▶ Aim: Set out as a numbered list the lines of the records between the line holding "the boot eyelet." and the line holding "x=198 y=232", inclusive, leaving out any blank lines.

▶ Supplied records:
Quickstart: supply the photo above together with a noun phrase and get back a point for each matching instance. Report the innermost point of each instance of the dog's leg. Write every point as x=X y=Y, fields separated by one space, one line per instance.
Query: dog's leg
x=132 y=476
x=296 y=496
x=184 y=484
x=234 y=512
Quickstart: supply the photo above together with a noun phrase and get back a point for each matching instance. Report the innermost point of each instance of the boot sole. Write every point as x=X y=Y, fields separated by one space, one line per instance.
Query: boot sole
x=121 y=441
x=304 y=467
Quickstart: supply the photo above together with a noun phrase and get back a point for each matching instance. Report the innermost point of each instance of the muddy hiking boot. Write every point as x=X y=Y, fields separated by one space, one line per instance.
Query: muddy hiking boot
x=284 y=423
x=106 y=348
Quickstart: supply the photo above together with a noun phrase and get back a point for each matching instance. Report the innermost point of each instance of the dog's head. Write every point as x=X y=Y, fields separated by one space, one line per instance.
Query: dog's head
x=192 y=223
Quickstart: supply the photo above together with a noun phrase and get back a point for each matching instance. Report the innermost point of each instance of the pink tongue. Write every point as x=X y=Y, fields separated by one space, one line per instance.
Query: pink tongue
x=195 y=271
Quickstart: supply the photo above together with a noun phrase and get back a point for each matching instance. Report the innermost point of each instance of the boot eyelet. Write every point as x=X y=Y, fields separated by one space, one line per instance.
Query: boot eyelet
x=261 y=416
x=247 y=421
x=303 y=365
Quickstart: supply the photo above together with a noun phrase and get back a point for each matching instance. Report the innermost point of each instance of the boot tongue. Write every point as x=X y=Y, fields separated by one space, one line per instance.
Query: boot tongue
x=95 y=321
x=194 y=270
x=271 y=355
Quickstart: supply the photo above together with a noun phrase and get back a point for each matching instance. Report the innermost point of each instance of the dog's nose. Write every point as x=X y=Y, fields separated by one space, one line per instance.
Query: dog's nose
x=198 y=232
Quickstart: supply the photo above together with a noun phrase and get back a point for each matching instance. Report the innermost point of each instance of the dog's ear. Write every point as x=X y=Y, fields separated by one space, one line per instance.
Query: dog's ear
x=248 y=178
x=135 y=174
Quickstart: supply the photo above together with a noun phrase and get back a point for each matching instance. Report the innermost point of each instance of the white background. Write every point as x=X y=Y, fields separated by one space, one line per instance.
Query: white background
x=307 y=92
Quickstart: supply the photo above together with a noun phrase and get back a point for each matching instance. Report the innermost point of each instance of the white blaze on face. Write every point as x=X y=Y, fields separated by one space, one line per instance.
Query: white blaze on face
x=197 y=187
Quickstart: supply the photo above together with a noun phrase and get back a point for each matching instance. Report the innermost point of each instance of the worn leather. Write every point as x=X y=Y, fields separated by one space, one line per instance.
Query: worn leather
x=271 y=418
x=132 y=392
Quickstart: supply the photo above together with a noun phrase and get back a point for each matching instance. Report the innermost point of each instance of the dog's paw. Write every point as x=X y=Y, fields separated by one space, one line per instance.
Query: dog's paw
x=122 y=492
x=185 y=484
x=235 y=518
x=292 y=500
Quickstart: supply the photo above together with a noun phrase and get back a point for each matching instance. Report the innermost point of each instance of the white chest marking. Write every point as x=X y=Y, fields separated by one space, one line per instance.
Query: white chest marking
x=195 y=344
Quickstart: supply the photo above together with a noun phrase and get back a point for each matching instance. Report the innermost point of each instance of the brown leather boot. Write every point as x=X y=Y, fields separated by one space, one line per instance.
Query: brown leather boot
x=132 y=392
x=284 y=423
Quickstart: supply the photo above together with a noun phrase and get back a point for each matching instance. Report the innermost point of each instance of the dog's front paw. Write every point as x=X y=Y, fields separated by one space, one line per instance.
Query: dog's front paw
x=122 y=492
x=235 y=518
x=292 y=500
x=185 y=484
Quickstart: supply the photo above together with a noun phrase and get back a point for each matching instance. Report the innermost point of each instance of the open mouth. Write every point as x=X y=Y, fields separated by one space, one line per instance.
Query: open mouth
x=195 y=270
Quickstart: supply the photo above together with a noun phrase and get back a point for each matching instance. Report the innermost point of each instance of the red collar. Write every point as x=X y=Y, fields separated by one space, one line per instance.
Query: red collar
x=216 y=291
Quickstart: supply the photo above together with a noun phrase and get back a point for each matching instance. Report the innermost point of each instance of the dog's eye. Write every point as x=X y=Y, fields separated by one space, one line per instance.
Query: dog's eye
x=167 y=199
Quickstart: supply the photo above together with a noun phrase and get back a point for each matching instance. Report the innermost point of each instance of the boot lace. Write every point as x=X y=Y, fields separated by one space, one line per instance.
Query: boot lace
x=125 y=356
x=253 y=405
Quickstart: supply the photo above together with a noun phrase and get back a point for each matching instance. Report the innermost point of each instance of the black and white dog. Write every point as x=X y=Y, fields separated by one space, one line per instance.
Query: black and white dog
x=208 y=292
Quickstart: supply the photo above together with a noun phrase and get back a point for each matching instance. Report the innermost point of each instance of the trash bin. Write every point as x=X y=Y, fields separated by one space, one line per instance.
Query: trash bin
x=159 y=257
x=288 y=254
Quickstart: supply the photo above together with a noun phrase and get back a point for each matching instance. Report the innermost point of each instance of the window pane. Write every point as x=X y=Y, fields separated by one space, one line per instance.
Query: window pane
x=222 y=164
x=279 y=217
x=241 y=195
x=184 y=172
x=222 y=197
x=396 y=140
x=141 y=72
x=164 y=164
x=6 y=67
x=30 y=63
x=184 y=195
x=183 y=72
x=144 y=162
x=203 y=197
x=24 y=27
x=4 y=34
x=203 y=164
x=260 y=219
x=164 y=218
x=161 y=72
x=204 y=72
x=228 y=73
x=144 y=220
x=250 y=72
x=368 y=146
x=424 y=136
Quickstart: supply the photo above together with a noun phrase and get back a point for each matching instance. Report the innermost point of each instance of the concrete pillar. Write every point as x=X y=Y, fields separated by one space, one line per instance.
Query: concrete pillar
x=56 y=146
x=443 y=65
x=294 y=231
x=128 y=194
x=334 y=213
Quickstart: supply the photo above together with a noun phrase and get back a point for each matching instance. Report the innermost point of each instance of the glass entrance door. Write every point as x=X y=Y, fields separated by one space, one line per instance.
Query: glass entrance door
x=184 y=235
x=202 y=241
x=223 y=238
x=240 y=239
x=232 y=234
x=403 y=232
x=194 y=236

▶ Exercise solution:
1. Quickstart: supply the photo above together with a noun phrase and get back a point for each matching instance. Report the innermost point of each instance of the boot eyelet. Write every point as x=X y=Y, fields separated by one space, one line per instance.
2. Query: boot eyelet
3. x=261 y=416
4. x=247 y=421
5. x=303 y=365
6. Quickstart: supply the photo above together with a noun phrase and get back a point for each matching instance. Report the innermost point of each instance of the boot tongue. Write every point as x=X y=Y, fields separated by one space, one line per instance.
7. Query: boot tongue
8. x=95 y=321
9. x=194 y=270
10. x=271 y=355
11. Quickstart: supply the photo above together with a noun phrase and get back a point for each matching instance. Report the innermost point of each instance of the dog's nose. Write every point as x=X y=Y, fields separated by one space, one line per instance.
12. Query: dog's nose
13. x=198 y=232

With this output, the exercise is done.